Input for this task:
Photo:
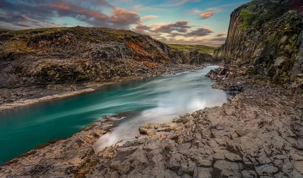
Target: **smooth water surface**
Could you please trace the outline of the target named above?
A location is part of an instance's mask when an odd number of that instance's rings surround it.
[[[181,114],[221,106],[232,94],[211,88],[214,81],[205,75],[216,67],[137,80],[0,112],[0,163],[48,141],[68,137],[103,116],[121,111],[139,114],[102,137],[99,148],[133,138],[142,123],[170,122]]]

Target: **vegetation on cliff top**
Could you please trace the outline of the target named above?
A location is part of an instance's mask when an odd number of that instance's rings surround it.
[[[188,52],[191,50],[198,50],[200,54],[208,54],[211,55],[214,54],[214,50],[216,49],[216,47],[197,45],[167,44],[167,45],[170,46],[173,50]]]
[[[241,11],[243,29],[256,28],[281,16],[292,9],[291,0],[253,0]]]
[[[68,40],[78,39],[79,41],[102,43],[109,41],[131,42],[136,44],[141,39],[140,37],[149,37],[128,30],[117,30],[103,27],[61,27],[46,28],[22,30],[10,30],[0,29],[0,39],[5,41],[5,53],[18,51],[21,54],[30,53],[37,50],[35,46],[41,41],[52,40],[62,43]],[[154,39],[154,41],[165,44]],[[203,45],[168,45],[173,50],[182,52],[197,49],[200,54],[213,55],[215,47]]]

What you have to do: Write out all of the items above again, including their requests, and offset every coordinate in the polygon answers by adding -58 to it. Leave the pictures out.

Final result:
Photo:
Target: **smooth water surface**
Could you please trace the outline of the target named above?
A location is part of an instance's mask when an odd number of that instance's rings surround it.
[[[123,56],[163,48],[174,36],[153,30],[156,23],[147,17],[158,9],[79,22],[-58,54],[-58,105],[-10,83],[10,79],[45,58],[63,53],[81,56],[44,79],[41,90],[75,80],[84,65],[112,64]]]

Target: **vegetation on cliff top**
Could you please trace the outline of the target named above?
A location is part of an instance's mask when an odd number of that instance's rings surround it.
[[[130,-6],[133,-8],[140,-8],[142,-4],[150,-4],[153,-3],[156,-4],[156,-8],[158,-9],[158,-11],[139,-13],[109,-14],[109,-13],[112,-12],[115,-8]]]
[[[183,-47],[185,-29],[198,-30],[223,-42],[234,-49],[233,-58],[195,-58]]]
[[[10,-18],[20,-19],[21,-17],[44,-15],[51,-17],[73,-16],[78,-14],[83,-19],[82,-21],[91,-21],[70,-28],[59,-28],[45,-31],[3,-31],[-12,-30],[-36,-28],[-48,-28],[-58,-29],[-58,-19],[-53,-17],[-53,-5],[-40,-7],[-37,-4],[-28,-5],[-21,-8],[-23,-12],[-17,-17],[-6,-18],[4,-15]],[[96,-19],[96,-17],[107,-14]],[[145,-13],[110,-13],[115,-8],[124,-6],[139,-9],[142,-4],[155,-3],[157,-11]]]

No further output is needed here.